Document extract —
:::::

The last time we had a quota share renewal was in September of 2021. We secured two years of forward flow coverage. At a time when the market was favorable and offered us terms that we were comfortable with, we took two years of coverage. We're again, at this point, focusing on putting in place foundational amounts of coverage through 2024, and by both securing fixed coverage that's contractually locked and also, as best we can, securing it on a forward basis, we really mitigate that risk.
Final question from the online audience. This is from Bose George of KBW. He says: "You, like your peers, have a relatively young portfolio. How do you think about the seasoning trajectory for your larger vintage years?
Well, boy, the seasoning trajectory is already beginning to happen. Right, we looked at it in Rob's presentation. We have massive equitization of the risk because of the embedded house price appreciation that existing borrowers have benefited from. Because we're... You know, we've seen such resiliency in the house price environment and house price paths. It gives us confidence that we'll continue to see further improvements in the mark-to-market equity position as we roll forward.

:::::

About this task —
Reproduce the stretch of the investor Q&A excerpt from "Final question from" through "we roll forward.", changing "vintage years" to "origination years". The listing placed after this point is independent material with no connection to the investor Q&A excerpt.

:::::

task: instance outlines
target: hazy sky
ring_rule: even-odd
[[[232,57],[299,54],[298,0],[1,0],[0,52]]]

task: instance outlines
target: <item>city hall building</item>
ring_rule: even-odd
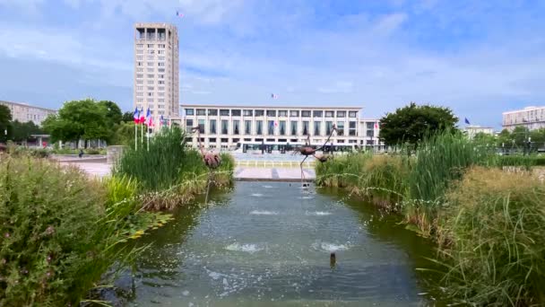
[[[206,148],[236,148],[240,144],[323,145],[331,134],[334,145],[379,145],[376,119],[359,118],[361,108],[247,107],[182,105],[182,126],[199,127]],[[188,142],[196,145],[197,134]]]

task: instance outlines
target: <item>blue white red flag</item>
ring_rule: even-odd
[[[133,118],[134,118],[134,124],[138,125],[140,123],[140,111],[138,110],[138,108],[134,108]]]

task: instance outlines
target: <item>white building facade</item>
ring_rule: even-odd
[[[0,104],[8,107],[12,113],[12,120],[22,123],[31,121],[38,126],[41,126],[41,122],[49,115],[56,114],[55,110],[30,106],[25,103],[0,101]]]
[[[480,127],[477,125],[467,126],[463,128],[463,131],[469,138],[473,138],[475,135],[479,133],[484,133],[486,135],[494,135],[494,128],[491,127]]]
[[[360,108],[247,107],[183,105],[182,126],[199,127],[206,148],[233,148],[238,143],[305,143],[322,145],[330,135],[334,144],[378,145],[376,119],[359,118]],[[196,134],[188,139],[196,145]]]
[[[179,117],[178,37],[168,23],[134,25],[133,108],[150,108],[153,121]],[[158,126],[158,125],[156,125]]]
[[[502,127],[505,129],[513,131],[517,126],[529,130],[545,127],[545,107],[527,107],[503,113]]]

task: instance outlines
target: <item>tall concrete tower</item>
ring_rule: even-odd
[[[134,88],[133,108],[150,108],[159,119],[179,116],[178,39],[168,23],[134,25]]]

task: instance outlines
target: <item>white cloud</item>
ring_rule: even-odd
[[[337,81],[332,86],[319,87],[318,92],[323,93],[346,93],[351,92],[353,83],[347,81]]]
[[[377,35],[390,35],[397,31],[407,20],[404,13],[395,13],[383,16],[373,28],[373,32]]]

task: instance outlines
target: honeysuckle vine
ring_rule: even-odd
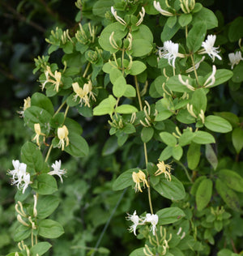
[[[194,0],[109,2],[98,0],[88,7],[99,17],[94,22],[89,15],[83,19],[87,7],[77,1],[79,22],[53,30],[48,54],[35,59],[40,92],[25,99],[19,112],[32,137],[20,150],[21,162],[13,160],[15,169],[7,171],[20,191],[15,235],[19,250],[9,256],[48,254],[50,241],[43,239],[64,233],[49,217],[59,203],[58,182],[65,186],[70,171],[61,167],[62,156],[89,154],[70,110],[83,122],[103,116],[116,149],[136,155],[112,173],[113,193],[123,194],[98,241],[83,247],[89,255],[99,250],[127,188],[141,202],[134,203],[140,208],[130,203],[122,213],[122,220],[132,222],[128,230],[141,240],[130,256],[199,255],[205,248],[209,255],[214,237],[230,223],[228,211],[240,211],[234,190],[243,192],[243,178],[218,164],[214,150],[218,137],[236,128],[229,115],[215,113],[209,102],[214,87],[234,75],[242,48],[226,59],[216,44],[216,16]],[[58,49],[58,65],[49,58]],[[104,148],[113,147],[110,141]],[[164,198],[168,207],[158,203]]]

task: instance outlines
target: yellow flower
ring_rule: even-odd
[[[32,140],[36,140],[36,144],[40,146],[40,142],[39,142],[40,135],[45,136],[45,134],[41,132],[40,126],[39,123],[34,124],[34,129],[36,132],[36,136],[32,139]],[[44,137],[44,140],[45,140],[45,137]]]
[[[69,139],[67,137],[68,135],[68,130],[66,126],[63,126],[62,127],[58,127],[58,137],[60,139],[58,147],[62,147],[62,150],[64,150],[65,146],[65,141],[66,141],[66,147],[69,145]]]
[[[94,96],[94,94],[92,93],[92,82],[89,80],[87,83],[84,83],[83,87],[80,87],[79,83],[72,83],[72,87],[74,89],[74,92],[76,93],[74,96],[75,101],[77,100],[77,98],[79,97],[80,100],[79,103],[81,105],[83,105],[83,102],[84,103],[85,106],[90,107],[90,97],[92,97],[94,100],[96,100],[96,98]]]
[[[147,181],[146,179],[146,175],[143,172],[139,170],[139,173],[133,172],[132,173],[132,178],[133,181],[135,182],[135,192],[139,190],[140,192],[143,192],[141,186],[140,186],[140,182],[142,181],[143,183],[143,187],[145,187],[145,185],[147,187],[149,187]]]
[[[167,181],[171,181],[171,165],[165,164],[164,161],[159,161],[159,164],[157,164],[158,170],[156,172],[155,175],[158,176],[162,173],[164,173],[164,177],[167,179]]]

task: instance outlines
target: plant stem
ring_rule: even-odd
[[[143,111],[143,105],[142,105],[142,100],[141,100],[139,85],[136,75],[134,75],[134,80],[135,80],[136,91],[137,91],[137,95],[138,95],[138,99],[139,99],[139,108],[140,108],[140,110]],[[147,170],[147,151],[146,143],[143,143],[143,151],[144,151],[145,165],[146,165],[146,170]],[[149,176],[147,178],[147,183],[148,183],[148,186],[150,186]],[[150,211],[151,214],[153,214],[153,207],[152,207],[152,203],[151,203],[151,198],[150,186],[148,186],[147,188],[147,196],[148,196],[148,203],[149,203]]]
[[[192,62],[192,64],[193,64],[193,67],[194,67],[194,70],[197,83],[198,83],[198,86],[199,86],[198,76],[198,73],[197,73],[197,70],[196,70],[196,66],[195,66],[194,59],[193,55],[190,55],[190,58],[191,58],[191,62]]]
[[[83,72],[83,77],[85,77],[85,76],[86,76],[87,72],[89,67],[90,67],[90,62],[87,63],[87,66],[86,66],[86,69],[85,69],[85,70],[84,70],[84,72]]]
[[[50,145],[50,147],[49,147],[49,148],[48,150],[48,152],[47,152],[46,156],[45,156],[45,162],[47,162],[47,160],[49,159],[49,153],[52,151],[52,148],[53,148],[53,144]]]
[[[176,160],[174,161],[183,168],[187,178],[189,179],[190,182],[193,183],[192,178],[190,177],[188,171],[187,171],[187,169],[184,166],[184,164],[181,161],[178,161]]]
[[[135,80],[136,91],[137,91],[137,95],[138,95],[138,99],[139,99],[139,108],[140,108],[140,110],[143,111],[143,105],[142,105],[141,96],[140,96],[140,92],[139,92],[139,84],[138,83],[138,79],[136,75],[134,75],[134,80]]]
[[[125,194],[126,190],[127,190],[127,188],[126,188],[126,189],[123,190],[123,192],[122,192],[122,194],[121,194],[121,196],[120,196],[120,198],[119,198],[119,199],[118,199],[118,201],[117,201],[117,203],[115,207],[113,208],[113,211],[112,211],[112,213],[111,213],[109,218],[108,219],[108,220],[107,220],[107,222],[106,222],[106,224],[105,224],[105,225],[104,225],[103,230],[102,230],[102,233],[101,233],[101,234],[100,234],[100,237],[99,237],[99,239],[98,239],[98,241],[97,241],[97,242],[96,242],[96,244],[95,248],[92,249],[92,250],[94,250],[94,252],[92,254],[92,256],[94,256],[94,255],[95,255],[95,254],[96,254],[96,250],[97,250],[97,248],[98,248],[98,246],[100,245],[100,241],[101,241],[101,239],[103,238],[103,236],[104,236],[104,233],[105,233],[105,231],[106,231],[106,229],[107,229],[107,228],[108,228],[108,226],[109,226],[109,223],[110,223],[110,221],[111,221],[111,220],[112,220],[113,215],[115,214],[115,212],[116,212],[116,211],[117,211],[117,207],[118,207],[118,206],[119,206],[119,204],[120,204],[120,203],[121,203],[121,201],[122,201],[122,198],[123,198],[123,196],[124,196],[124,194]]]

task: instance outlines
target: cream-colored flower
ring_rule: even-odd
[[[44,136],[44,140],[45,140],[45,134],[41,132],[40,125],[39,123],[34,124],[34,129],[36,132],[36,136],[32,139],[32,140],[36,140],[36,144],[40,146],[40,142],[39,142],[40,135]]]
[[[55,164],[52,164],[52,168],[53,169],[53,171],[49,172],[48,174],[49,175],[58,175],[60,177],[61,182],[63,183],[63,180],[62,175],[64,175],[66,172],[64,169],[61,169],[61,160],[55,161]]]
[[[241,61],[243,61],[241,52],[228,53],[228,59],[230,61],[229,65],[231,65],[231,69],[232,70],[235,65],[237,65]]]
[[[45,86],[47,83],[51,83],[53,85],[54,85],[54,90],[58,92],[59,86],[62,84],[62,73],[58,72],[58,70],[55,70],[55,73],[53,74],[49,66],[46,66],[46,70],[45,71],[45,80],[44,83],[41,83],[41,89],[43,90],[45,88]]]
[[[133,231],[134,234],[137,236],[136,234],[136,228],[137,226],[139,224],[139,217],[137,215],[136,211],[134,211],[134,214],[127,214],[128,216],[126,217],[126,220],[130,220],[134,224],[129,228],[129,231]]]
[[[155,173],[156,176],[160,175],[162,173],[164,174],[164,177],[167,181],[171,181],[171,165],[165,164],[164,161],[159,161],[157,164],[158,170]]]
[[[199,50],[198,53],[199,54],[207,53],[212,58],[213,62],[215,61],[215,57],[219,60],[221,60],[222,58],[218,54],[220,53],[218,50],[219,47],[214,47],[215,40],[215,35],[208,35],[207,40],[202,44],[202,46],[204,49]]]
[[[65,141],[66,141],[66,147],[69,145],[69,139],[68,139],[68,130],[66,126],[62,127],[58,127],[58,137],[60,139],[58,147],[62,147],[62,150],[64,150],[65,147]]]
[[[140,186],[140,182],[143,183],[143,187],[145,187],[145,185],[147,186],[147,187],[149,187],[147,181],[146,179],[146,175],[141,170],[139,170],[139,173],[133,172],[132,178],[133,178],[133,181],[135,182],[135,187],[134,187],[135,192],[137,192],[138,190],[139,190],[140,192],[143,192]]]
[[[19,190],[23,190],[24,194],[25,190],[29,184],[32,183],[30,181],[30,174],[26,172],[27,165],[24,163],[20,163],[18,160],[12,160],[15,169],[7,172],[9,175],[12,176],[12,185],[16,185]]]
[[[31,107],[31,97],[27,97],[23,100],[23,107],[20,107],[23,110],[17,111],[17,113],[19,113],[20,117],[23,117],[24,111],[29,107]]]
[[[90,107],[90,98],[92,97],[92,100],[96,100],[96,98],[94,96],[92,90],[92,82],[89,80],[87,83],[84,83],[83,87],[80,87],[79,83],[73,83],[72,87],[74,89],[74,92],[76,93],[74,96],[74,100],[76,101],[77,98],[79,97],[79,103],[81,104],[81,106],[83,103],[84,103],[85,106]]]

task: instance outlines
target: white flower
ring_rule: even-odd
[[[228,59],[230,61],[229,65],[231,65],[231,69],[232,70],[235,65],[237,65],[241,61],[243,61],[241,52],[228,53]]]
[[[61,170],[61,164],[62,164],[61,160],[59,160],[59,161],[56,160],[55,164],[52,164],[52,168],[53,169],[53,170],[51,172],[49,172],[48,174],[58,175],[61,179],[61,182],[63,183],[62,175],[65,174],[66,172],[64,169]]]
[[[137,226],[139,225],[139,217],[137,215],[137,212],[136,211],[134,211],[134,214],[133,215],[130,215],[130,214],[127,214],[128,215],[128,217],[126,217],[126,220],[130,220],[132,221],[134,224],[129,228],[129,231],[133,231],[134,232],[134,234],[135,236],[137,236],[136,234],[136,228],[137,228]]]
[[[143,224],[145,222],[150,222],[151,224],[151,230],[152,230],[153,235],[156,235],[156,230],[157,230],[156,228],[156,224],[158,224],[159,221],[159,216],[156,214],[151,214],[151,213],[147,213],[146,215],[145,219],[143,221]]]
[[[175,68],[175,62],[177,57],[184,57],[183,54],[178,53],[179,45],[174,44],[171,41],[167,41],[164,43],[163,47],[159,47],[160,58],[167,58],[168,64]],[[171,61],[173,61],[171,64]]]
[[[12,176],[12,185],[16,185],[19,190],[23,189],[22,193],[24,194],[25,190],[32,181],[30,181],[30,174],[26,173],[27,165],[24,163],[19,163],[17,160],[12,160],[15,169],[8,171],[8,174]]]
[[[217,57],[220,60],[222,59],[222,58],[218,54],[220,51],[217,50],[217,49],[219,47],[214,47],[215,40],[215,35],[208,35],[207,40],[202,44],[202,47],[203,47],[204,49],[198,51],[199,54],[207,53],[212,58],[213,62],[215,61],[215,57]]]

:::::

Solution for this task —
Final question from the online audience. This is from Bose George of KBW. He says: "You, like your peers, have a relatively young portfolio. How do you think about the seasoning trajectory for your larger origination years?
Well, boy, the seasoning trajectory is already beginning to happen. Right, we looked at it in Rob's presentation. We have massive equitization of the risk because of the embedded house price appreciation that existing borrowers have benefited from. Because we're... You know, we've seen such resiliency in the house price environment and house price paths. It gives us confidence that we'll continue to see further improvements in the mark-to-market equity position as we roll forward.